What to do –
Omit all images, then return the remaining material exactly as it stands.

Records supplied –
>> START

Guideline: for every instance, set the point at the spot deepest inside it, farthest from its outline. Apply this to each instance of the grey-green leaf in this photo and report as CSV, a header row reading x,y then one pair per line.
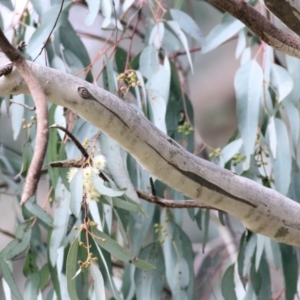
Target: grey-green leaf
x,y
105,242
248,87
149,283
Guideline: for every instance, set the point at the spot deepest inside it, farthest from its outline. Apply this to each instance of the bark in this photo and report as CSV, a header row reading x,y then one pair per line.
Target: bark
x,y
287,11
261,210
261,26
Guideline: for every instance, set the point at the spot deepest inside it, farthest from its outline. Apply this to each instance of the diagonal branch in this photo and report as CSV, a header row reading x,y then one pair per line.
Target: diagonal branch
x,y
16,57
260,209
261,26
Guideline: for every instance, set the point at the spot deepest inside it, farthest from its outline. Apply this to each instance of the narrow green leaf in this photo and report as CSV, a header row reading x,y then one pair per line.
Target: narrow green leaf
x,y
103,189
229,27
150,283
31,290
105,242
37,211
76,190
206,228
72,267
228,285
187,24
72,42
282,81
61,218
17,113
290,270
282,164
181,36
9,279
248,85
99,287
44,275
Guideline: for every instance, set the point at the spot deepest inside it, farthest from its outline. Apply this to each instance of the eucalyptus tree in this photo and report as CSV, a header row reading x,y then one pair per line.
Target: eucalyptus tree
x,y
118,155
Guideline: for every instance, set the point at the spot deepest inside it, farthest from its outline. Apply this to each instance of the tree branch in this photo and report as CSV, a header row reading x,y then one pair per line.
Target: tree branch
x,y
261,210
40,101
261,26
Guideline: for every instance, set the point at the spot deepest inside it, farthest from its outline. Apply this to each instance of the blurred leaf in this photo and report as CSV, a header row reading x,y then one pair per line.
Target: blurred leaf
x,y
181,36
103,189
60,222
229,27
294,120
282,164
76,190
44,275
229,151
17,112
41,34
27,154
187,24
148,61
293,67
9,279
290,270
51,154
99,287
20,243
115,165
30,266
72,263
157,91
241,45
32,284
94,7
282,81
157,35
150,283
60,119
36,210
228,285
248,86
73,43
179,258
105,242
7,3
206,228
120,59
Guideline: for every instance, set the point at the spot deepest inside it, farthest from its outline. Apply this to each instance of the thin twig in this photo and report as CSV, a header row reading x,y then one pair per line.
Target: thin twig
x,y
73,139
171,203
24,105
37,93
60,10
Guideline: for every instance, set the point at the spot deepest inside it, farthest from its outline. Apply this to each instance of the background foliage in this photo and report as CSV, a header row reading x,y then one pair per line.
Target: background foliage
x,y
124,247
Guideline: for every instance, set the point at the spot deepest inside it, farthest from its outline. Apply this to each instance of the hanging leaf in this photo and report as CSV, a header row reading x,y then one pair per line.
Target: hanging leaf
x,y
282,81
60,222
228,285
290,270
181,36
76,190
229,27
248,86
105,242
282,164
148,61
187,24
73,267
99,288
94,7
150,283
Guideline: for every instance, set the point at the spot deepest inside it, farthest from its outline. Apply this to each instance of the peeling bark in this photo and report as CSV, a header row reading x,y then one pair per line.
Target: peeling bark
x,y
261,210
261,26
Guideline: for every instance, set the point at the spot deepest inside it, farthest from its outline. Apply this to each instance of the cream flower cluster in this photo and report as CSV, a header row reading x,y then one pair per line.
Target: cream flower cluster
x,y
89,189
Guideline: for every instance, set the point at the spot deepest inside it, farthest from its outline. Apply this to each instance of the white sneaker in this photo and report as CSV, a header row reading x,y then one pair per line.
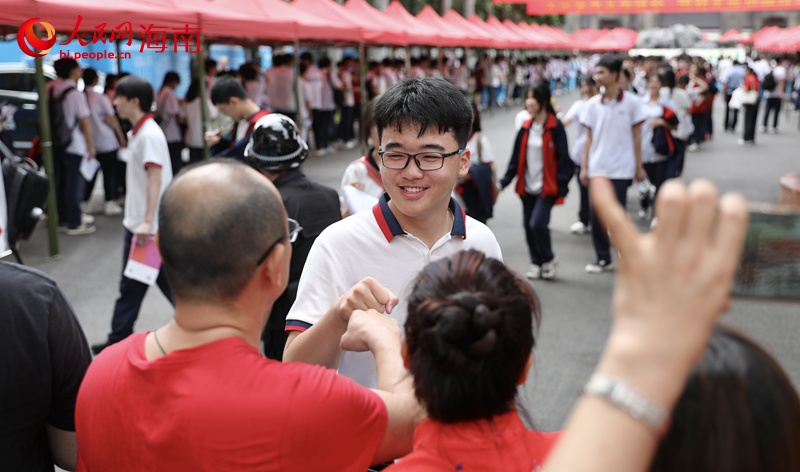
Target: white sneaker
x,y
112,209
578,228
87,207
82,229
535,272
599,267
549,269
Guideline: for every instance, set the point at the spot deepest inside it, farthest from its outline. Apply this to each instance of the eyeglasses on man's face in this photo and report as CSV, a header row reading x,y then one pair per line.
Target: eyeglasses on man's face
x,y
294,231
397,160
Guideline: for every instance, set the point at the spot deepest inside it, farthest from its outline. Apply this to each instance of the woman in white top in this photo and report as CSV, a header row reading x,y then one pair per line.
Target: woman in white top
x,y
541,164
588,90
658,145
363,173
193,137
108,138
682,103
169,117
477,189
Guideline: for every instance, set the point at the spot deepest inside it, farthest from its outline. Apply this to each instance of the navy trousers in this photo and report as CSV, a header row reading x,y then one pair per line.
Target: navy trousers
x,y
131,295
602,247
536,219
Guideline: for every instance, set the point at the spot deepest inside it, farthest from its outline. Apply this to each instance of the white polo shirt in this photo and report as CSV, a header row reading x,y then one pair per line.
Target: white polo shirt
x,y
75,108
372,243
612,154
100,107
147,147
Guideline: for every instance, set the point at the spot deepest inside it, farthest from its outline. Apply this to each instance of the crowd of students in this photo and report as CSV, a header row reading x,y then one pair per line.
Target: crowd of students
x,y
256,260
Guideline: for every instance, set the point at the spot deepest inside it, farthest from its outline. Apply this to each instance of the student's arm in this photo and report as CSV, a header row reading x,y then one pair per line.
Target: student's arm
x,y
376,332
566,168
113,121
584,175
320,344
671,286
86,128
145,229
511,170
637,152
63,447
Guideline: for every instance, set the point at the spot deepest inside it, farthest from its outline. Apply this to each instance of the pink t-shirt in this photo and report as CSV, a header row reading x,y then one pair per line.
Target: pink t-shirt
x,y
221,406
500,444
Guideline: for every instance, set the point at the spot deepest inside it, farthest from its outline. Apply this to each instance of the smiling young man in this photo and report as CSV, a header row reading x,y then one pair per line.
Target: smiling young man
x,y
613,149
370,259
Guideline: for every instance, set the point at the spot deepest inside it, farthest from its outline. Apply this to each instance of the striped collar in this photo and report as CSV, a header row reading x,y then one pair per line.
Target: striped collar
x,y
390,227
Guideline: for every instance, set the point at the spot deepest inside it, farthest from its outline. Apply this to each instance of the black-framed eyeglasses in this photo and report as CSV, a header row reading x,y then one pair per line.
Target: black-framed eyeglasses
x,y
294,231
397,160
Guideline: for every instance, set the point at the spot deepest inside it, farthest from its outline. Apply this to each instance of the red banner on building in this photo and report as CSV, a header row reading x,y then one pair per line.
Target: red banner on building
x,y
578,7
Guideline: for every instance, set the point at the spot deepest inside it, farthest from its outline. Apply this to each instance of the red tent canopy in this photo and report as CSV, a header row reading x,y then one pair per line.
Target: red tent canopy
x,y
557,37
63,16
780,41
336,14
481,37
618,39
309,25
503,39
730,36
513,36
217,19
761,34
360,8
422,33
450,37
540,39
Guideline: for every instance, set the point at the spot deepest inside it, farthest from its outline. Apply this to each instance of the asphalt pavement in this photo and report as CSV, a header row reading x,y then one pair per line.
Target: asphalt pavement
x,y
576,306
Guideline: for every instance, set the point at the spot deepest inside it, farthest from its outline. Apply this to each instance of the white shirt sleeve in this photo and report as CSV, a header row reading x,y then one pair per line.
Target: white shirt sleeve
x,y
487,155
637,112
355,172
321,283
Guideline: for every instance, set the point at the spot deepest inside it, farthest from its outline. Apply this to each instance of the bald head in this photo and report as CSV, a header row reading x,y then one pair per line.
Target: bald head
x,y
215,220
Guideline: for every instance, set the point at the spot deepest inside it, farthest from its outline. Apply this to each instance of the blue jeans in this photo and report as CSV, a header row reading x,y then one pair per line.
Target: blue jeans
x,y
536,219
602,247
70,186
131,295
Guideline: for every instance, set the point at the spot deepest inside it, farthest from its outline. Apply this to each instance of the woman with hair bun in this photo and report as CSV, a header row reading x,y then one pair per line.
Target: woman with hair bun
x,y
469,340
541,164
738,413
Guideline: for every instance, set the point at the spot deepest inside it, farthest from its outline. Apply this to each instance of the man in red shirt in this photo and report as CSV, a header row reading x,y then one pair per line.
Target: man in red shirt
x,y
196,394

>> END

Exercise response –
Guideline: for every instance, set the point at the spot deepest inside it, farthest from its outline. Apply this to each instance of the grey-green leaf in this photo and report as CSV, a header row reading x,y then one pair per line.
Target: grey-green leaf
x,y
105,242
248,87
149,283
Guideline: for every instance, set the point at the spot deepest inside it, farthest from its outline. Apply this to each instance of the bark in this photo and report as CSV, a header row reading x,y then one pair per line.
Target: bark
x,y
287,11
261,210
261,26
Guideline: for every instance, set the point at the spot deepest inside it, farthest from its outline. Apply this to each instance of the diagonal branch in this photo and report as CSV, a header row reading x,y then one pair per line.
Target: diagonal branch
x,y
16,57
260,209
261,26
Guideline: for every instance, set the point at the spot deepest inside it, farthest from its outline. Apply this to each instance of the narrow green leaf in this photo and report as CSV, a header row reading x,y then one pair per line.
Target: narrow green leaf
x,y
103,189
229,27
150,283
31,290
105,242
37,211
76,190
206,228
72,267
228,285
187,24
72,42
282,81
61,218
17,113
290,270
282,164
181,36
9,279
248,85
99,287
44,275
Guideline: for every instance, set the point at the spot deepest inside it, farthest from its outline. Apply this to each instance of the eucalyptus tree in this photo and report as CSV, a header row reading x,y then one pair per line.
Target: eucalyptus tree
x,y
118,155
Guideline: for every instance, set the point at the spot deepest inside it, farthest from its outline. Apply this to each instance of the tree branch in this photo and report as CSV, a header row reading x,y then one pair per line.
Target: tree branch
x,y
261,210
40,101
261,26
Guideline: for every instance, set the point at the spot deepest inside it, farthest from its outline. Apply this to each instance of the blurred leaf in this photo and report as CSV, a header row reading x,y then one pair per line.
Target: blurred leaf
x,y
181,36
103,189
60,222
229,27
294,120
282,164
76,190
44,275
229,151
17,112
41,34
27,154
187,24
148,61
293,67
9,279
290,270
51,154
99,287
20,243
115,165
30,266
72,263
157,91
241,45
32,284
94,7
282,81
157,35
150,283
60,119
36,210
228,285
248,86
73,43
179,258
105,242
7,3
206,228
120,59
Guideline: for every instance, set the point at the spot deepest inside it, farthest from its outline. Apply this to each instance of the thin twig in this photo and report as CSV, a header row reading x,y then one pair per line.
Target: thin twig
x,y
73,139
171,203
24,105
37,93
60,10
Guideline: for every instance, set the point at the spot deepest inside it, farthest from its outline. Apply this to each instance of the background foliage in this photo and report as CSV, a header row reading x,y then one pair per line.
Target: background foliage
x,y
124,247
Guideline: for every instance, set the point at the spot deepest inside it, farthest from its outline. Apply this to each instance of the hanging leaf in this photo and report as CSV, a header row reading x,y then one pair per line.
Target: hanging leaf
x,y
282,81
60,222
228,285
290,270
181,36
76,190
229,27
248,86
105,242
282,164
148,61
187,24
73,267
99,288
94,7
150,283
Guideline: for every instance, set the point at the spot deepest inside it, farthest from its outline. Apply this to each instance of the peeling bark in this photo and report as CSV, a header row reading x,y then one pair per line.
Target: peeling bark
x,y
261,210
261,26
Guideline: for every instance, set the point at the spot deepest inside it, farthest from its outline. Apply this to each instance of the cream flower cluster in this photo and report as CSV, a header row reading x,y then one pair per line.
Target: cream flower cluster
x,y
89,189
Guideline: for every instance, set the point at the spot deepest inside it, farthest from its outline. Apply this to each instance of the white sneaker in this photo and report as CSV, a header row reading x,y then one pair per line.
Target: white sneaker
x,y
112,209
578,228
87,207
82,229
535,272
599,267
549,269
Guideline: for every instance, set the point at the spot deepest inside it, farthest from its outline. Apply this to each instance of the eyeglasses on man's face in this photo and report as CSV, a header row reading x,y then one pair per line.
Target: eyeglasses on man's face
x,y
294,231
397,160
Guideline: for every instance, set the point at the spot deepest inside it, farthest from its outline. Apply this to each instance of the woman in white top in this photo and report as CSV, a header row reading x,y then one pair per line.
Target: woman in white top
x,y
541,164
588,90
658,145
363,173
193,137
108,138
682,103
169,117
477,189
Guideline: for every instance, set the point at the spot deepest inside it, farthest from its outline. Apply this to each instance of the navy trousers in this photo and report as CSV, a header row reading x,y then one pair per line.
Target: navy trousers
x,y
131,295
602,247
536,219
Guideline: for every instance, set the point at the spot deepest inside it, farthest from its outline. Apply this to each instance of the white polo shirt in this photo and report as CSV, a header row reading x,y then one pair per line.
Target: white polo shirt
x,y
75,108
372,243
612,154
100,107
147,147
Guideline: for every instance, set the point at the spot deepest inside it, farthest from its outline. Apply this to each instance of the crowd of students in this photo and report as CSV, a header row reading x,y then one pair per line.
Target: crowd of students
x,y
256,260
Guideline: for every instance, set the point at the spot deepest inside it, farthest from its outline. Apply this to each instance of the student's arm in this photo and report as CSV, a header row reading x,y then one pair per line.
Target: student's arm
x,y
376,332
566,168
113,121
584,175
320,344
671,286
86,128
145,229
511,170
637,152
63,447
Guideline: for every instance, set the point at the spot deepest inside it, farthest from its outline. Apply this to each instance of the pink t-shirt in this photo and report as CSV, a header row reading x,y then one pair per line.
Target: pink t-shirt
x,y
221,406
500,444
Guideline: for every instance, set the point at the spot deepest inside it, farthest from its outline. Apply this to each instance of the smiling young man in this photo and report as CSV, a header row reading x,y then one pair per line.
Target: smiling young man
x,y
613,149
370,259
Guideline: for every instance, set the point at the spot deepest inside it, farthest from its outline. Apply this to each instance of the striped collar in this photo and report as CSV, a header row reading x,y then one pair per line.
Target: striped collar
x,y
390,227
Guideline: for every instance, set the point at the spot deepest inside it, farthest from its outline. Apply this to each instance of the black-framed eyeglasses in this photo and report as CSV, a header row reading x,y then one pair per line.
Target: black-framed eyeglasses
x,y
294,231
397,160
Guideline: for every instance, set the point at the spot deepest inside it, farthest from its outline. Apply this to each instance of the red banner on building in this photo and report as CSV, a header row reading x,y then one pair per line.
Target: red banner on building
x,y
578,7
Guideline: for every instance, set the point at the spot deepest inside it, farthest from its outline. Apply this to each instance of the red tent canopy in this photo and report as CSV, a header row reading x,y then one pair per line.
Target: red tent canopy
x,y
557,37
63,16
780,41
336,14
481,37
618,39
309,25
503,39
730,36
513,36
217,19
761,34
360,8
422,33
450,37
540,39
Guideline: for every instance, set the point at the spot deepest inside it, farthest from its outline. Apply this to each instance of the asphalt pavement in this photo and report as CSV, a header row reading x,y then one pair per line.
Target: asphalt pavement
x,y
576,306
Guideline: for every instance, set the point at the spot deepest inside it, farthest from its outline. Apply this to each instance of the white shirt sleeve in this photo and report as CSV, a header row reading x,y then one pair per line.
Target: white shirt sleeve
x,y
487,155
637,112
355,172
321,283
Guideline: for every instance, set the point at the spot deepest inside it, farthest from its outline. Apply this to each instance of the bald head in this photo and report as CSV, a header row reading x,y then one pair per line.
Target: bald head
x,y
215,220
Guideline: for every instance, set the point at the spot deepest inside it, farthest from its outline. Apply this to each instance of the blue jeans in this photo and report as CSV, a header row reading x,y then one pair per line.
Target: blue jeans
x,y
536,219
602,247
70,186
131,295
Guideline: for every instance, set the point at the spot deepest inside it, farthest from its outline. Apply this to each instance of the woman with hair bun in this photo and report as CSV, a header row reading x,y then one pair per line.
Target: woman with hair bun
x,y
469,340
541,164
738,413
Guideline: for every instance, set the point at the spot deepest inside it, farthest from its outline. Apply this to each instance of the man in red shirt in this photo and report as CSV, a header row reading x,y then one pair per line.
Target: man in red shirt
x,y
196,394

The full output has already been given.